◆ Lesetext:
++++++++

4. Gegen dieses Straferkenntnis erhob die Beschwerdeführerin fristgerecht Beschwerde an das Bundesverwaltungsgericht. Darin wurde zusammengefasst unter anderem vorgebracht, dass bei rechtsrichtiger Auslegung der Art. 4 Z 11 DSGVO und Art 7 Abs. 2 DSGVO die Verwendung der entsprechenden Einwilligungserklärung von der belangten Behörde nicht zu beanstanden und somit auch nicht zu untersagen gewesen wäre. Bei rechtsrichtiger Auslegung und Anwendung des § 5 VStG hätte die belangte Behörde überdies auch kein Verschulden der Beschwerdeführerin bzw. der Geschäftsführer in Form von Fahrlässigkeit annehmen können.
5. Die belangte Behörde machte von der Möglichkeit einer Beschwerdevorentscheidung nicht Gebrauch und legte die Beschwerde samt dem bezughabenden Verwaltungsakt und einer Stellungnahme zum Beschwerdevorbringen mit Schreiben vom 14.06.2021 dem Bundesverwaltungsgericht zur Entscheidung vor.
6. Mit ergänzender Stellungnahme vom 04.01.2022 beantragte die belangte Behörde den EuGH gemäß Art. 267 AEUV mit der Frage der unmittelbaren Strafbarkeit einer juristischen Person gemäß Art. 83 DSGVO und mit der Frage der Vereinbarkeit von § 30 DSG mit Art. 83 DSGVO zu befassen; in eventu das Verfahren bis zur Entscheidung des EuGH in der Rechtssache C-807/21 gemäß § 38 AVG iVm §§ 17 und 38 VwGVG auszusetzen.

++++++++

◆ Aufgabe: Kopiere aus dem Text zum Beschwerdeverfahren wortgetreu den Abschnitt, der mit den Worten rund um "5. Die belangte" anfängt und mit "zur Entscheidung vor." aufhört.

Daten zur Punktmarkierung auf Fotos
++++++++

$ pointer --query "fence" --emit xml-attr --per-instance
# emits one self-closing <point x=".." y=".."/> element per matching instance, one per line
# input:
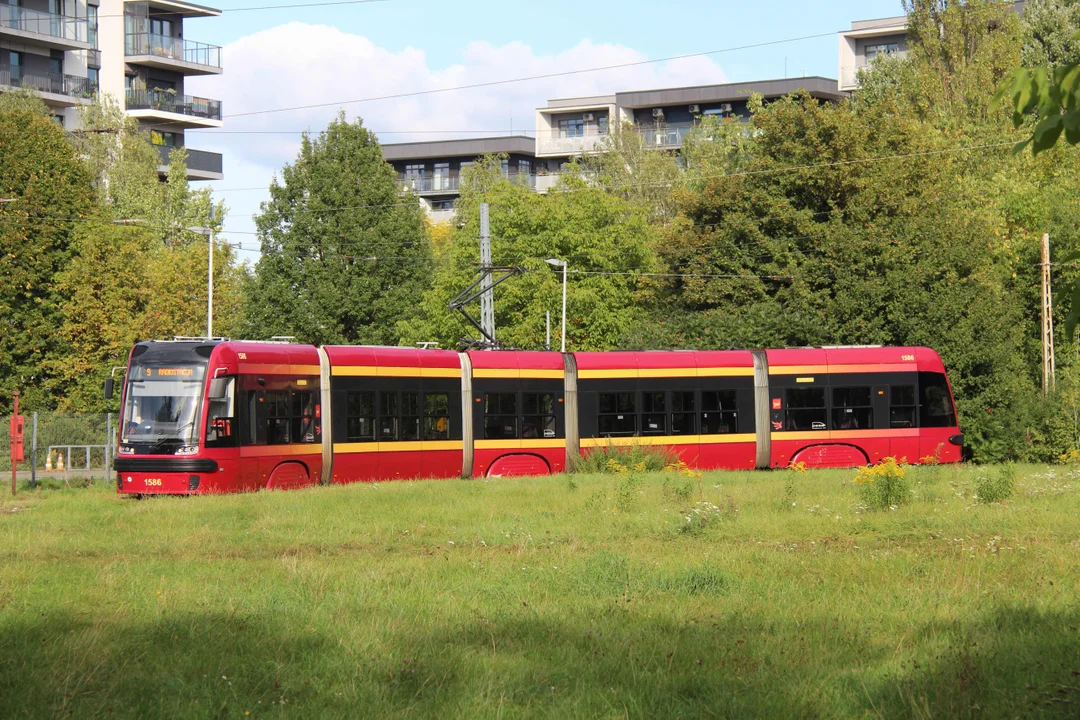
<point x="85" y="442"/>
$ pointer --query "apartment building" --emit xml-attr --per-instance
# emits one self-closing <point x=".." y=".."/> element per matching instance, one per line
<point x="432" y="170"/>
<point x="867" y="39"/>
<point x="48" y="45"/>
<point x="135" y="51"/>
<point x="145" y="57"/>
<point x="578" y="125"/>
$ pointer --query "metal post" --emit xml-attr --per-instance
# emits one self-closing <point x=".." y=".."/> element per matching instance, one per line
<point x="1048" y="321"/>
<point x="487" y="299"/>
<point x="108" y="442"/>
<point x="564" y="307"/>
<point x="34" y="453"/>
<point x="13" y="464"/>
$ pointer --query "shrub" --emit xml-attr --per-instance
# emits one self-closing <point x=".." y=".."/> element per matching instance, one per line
<point x="882" y="486"/>
<point x="996" y="487"/>
<point x="621" y="460"/>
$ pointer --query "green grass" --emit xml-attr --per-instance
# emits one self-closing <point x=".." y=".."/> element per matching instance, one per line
<point x="540" y="598"/>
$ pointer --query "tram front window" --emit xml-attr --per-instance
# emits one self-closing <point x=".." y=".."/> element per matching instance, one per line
<point x="162" y="405"/>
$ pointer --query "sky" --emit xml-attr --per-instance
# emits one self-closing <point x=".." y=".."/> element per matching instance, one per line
<point x="332" y="54"/>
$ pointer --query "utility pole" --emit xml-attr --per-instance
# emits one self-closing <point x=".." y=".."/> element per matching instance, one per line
<point x="487" y="296"/>
<point x="1048" y="320"/>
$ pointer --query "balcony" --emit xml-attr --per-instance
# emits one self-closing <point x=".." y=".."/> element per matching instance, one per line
<point x="665" y="138"/>
<point x="556" y="143"/>
<point x="202" y="165"/>
<point x="181" y="110"/>
<point x="170" y="53"/>
<point x="55" y="90"/>
<point x="431" y="186"/>
<point x="44" y="28"/>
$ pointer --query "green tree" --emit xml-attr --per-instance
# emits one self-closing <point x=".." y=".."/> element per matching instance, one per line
<point x="345" y="253"/>
<point x="46" y="194"/>
<point x="606" y="240"/>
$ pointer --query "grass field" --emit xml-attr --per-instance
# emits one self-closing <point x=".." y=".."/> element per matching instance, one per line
<point x="736" y="595"/>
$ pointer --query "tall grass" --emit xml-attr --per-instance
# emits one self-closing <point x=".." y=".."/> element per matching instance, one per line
<point x="517" y="597"/>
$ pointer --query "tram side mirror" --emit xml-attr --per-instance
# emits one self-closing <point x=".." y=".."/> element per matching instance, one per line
<point x="217" y="388"/>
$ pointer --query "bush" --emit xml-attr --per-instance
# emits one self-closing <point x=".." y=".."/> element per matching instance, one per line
<point x="882" y="486"/>
<point x="996" y="487"/>
<point x="620" y="460"/>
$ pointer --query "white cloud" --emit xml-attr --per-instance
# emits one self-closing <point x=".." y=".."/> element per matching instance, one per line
<point x="259" y="75"/>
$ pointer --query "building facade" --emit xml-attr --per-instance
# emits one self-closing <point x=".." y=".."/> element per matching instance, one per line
<point x="69" y="50"/>
<point x="867" y="39"/>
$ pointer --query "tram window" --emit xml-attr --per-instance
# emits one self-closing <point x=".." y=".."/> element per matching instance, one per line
<point x="360" y="413"/>
<point x="277" y="416"/>
<point x="221" y="431"/>
<point x="936" y="403"/>
<point x="618" y="413"/>
<point x="436" y="416"/>
<point x="902" y="406"/>
<point x="718" y="413"/>
<point x="653" y="413"/>
<point x="806" y="409"/>
<point x="539" y="411"/>
<point x="851" y="408"/>
<point x="388" y="417"/>
<point x="683" y="415"/>
<point x="500" y="416"/>
<point x="410" y="416"/>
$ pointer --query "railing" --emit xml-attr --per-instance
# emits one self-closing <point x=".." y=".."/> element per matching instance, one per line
<point x="430" y="185"/>
<point x="664" y="137"/>
<point x="39" y="23"/>
<point x="176" y="49"/>
<point x="49" y="82"/>
<point x="198" y="160"/>
<point x="558" y="143"/>
<point x="185" y="105"/>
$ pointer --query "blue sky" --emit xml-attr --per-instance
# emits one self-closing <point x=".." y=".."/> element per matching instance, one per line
<point x="283" y="57"/>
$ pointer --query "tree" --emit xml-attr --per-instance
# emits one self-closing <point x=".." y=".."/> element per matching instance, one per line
<point x="606" y="240"/>
<point x="345" y="253"/>
<point x="46" y="194"/>
<point x="1050" y="27"/>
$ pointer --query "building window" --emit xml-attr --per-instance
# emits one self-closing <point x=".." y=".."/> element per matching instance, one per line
<point x="92" y="25"/>
<point x="851" y="408"/>
<point x="539" y="410"/>
<point x="575" y="127"/>
<point x="683" y="415"/>
<point x="883" y="49"/>
<point x="360" y="417"/>
<point x="718" y="413"/>
<point x="902" y="406"/>
<point x="618" y="413"/>
<point x="806" y="409"/>
<point x="500" y="416"/>
<point x="414" y="177"/>
<point x="436" y="416"/>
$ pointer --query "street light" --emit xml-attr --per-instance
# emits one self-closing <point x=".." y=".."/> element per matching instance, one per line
<point x="562" y="263"/>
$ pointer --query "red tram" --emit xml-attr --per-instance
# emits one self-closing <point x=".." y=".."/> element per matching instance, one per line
<point x="217" y="416"/>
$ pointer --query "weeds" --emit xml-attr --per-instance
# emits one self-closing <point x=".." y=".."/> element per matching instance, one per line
<point x="996" y="487"/>
<point x="882" y="486"/>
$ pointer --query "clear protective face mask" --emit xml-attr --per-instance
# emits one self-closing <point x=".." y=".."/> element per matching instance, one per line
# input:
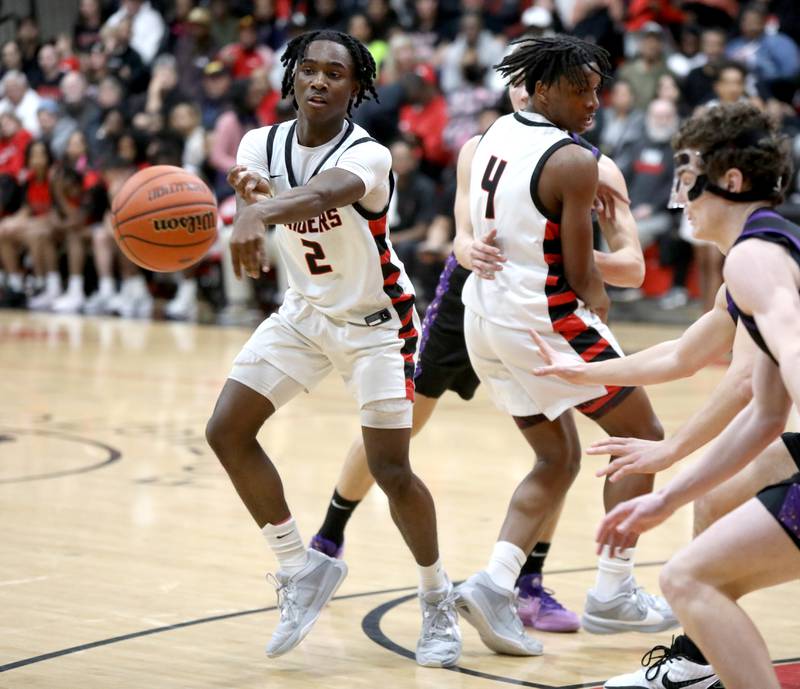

++++++++

◆ Lösung:
5. Die belangte Behörde machte von der Möglichkeit einer Beschwerdevorentscheidung nicht Gebrauch und legte die Beschwerde samt dem bezughabenden Verwaltungsakt und einer Stellungnahme zum Beschwerdevorbringen mit Schreiben vom 14.06.2021 dem Bundesverwaltungsgericht zur Entscheidung vor.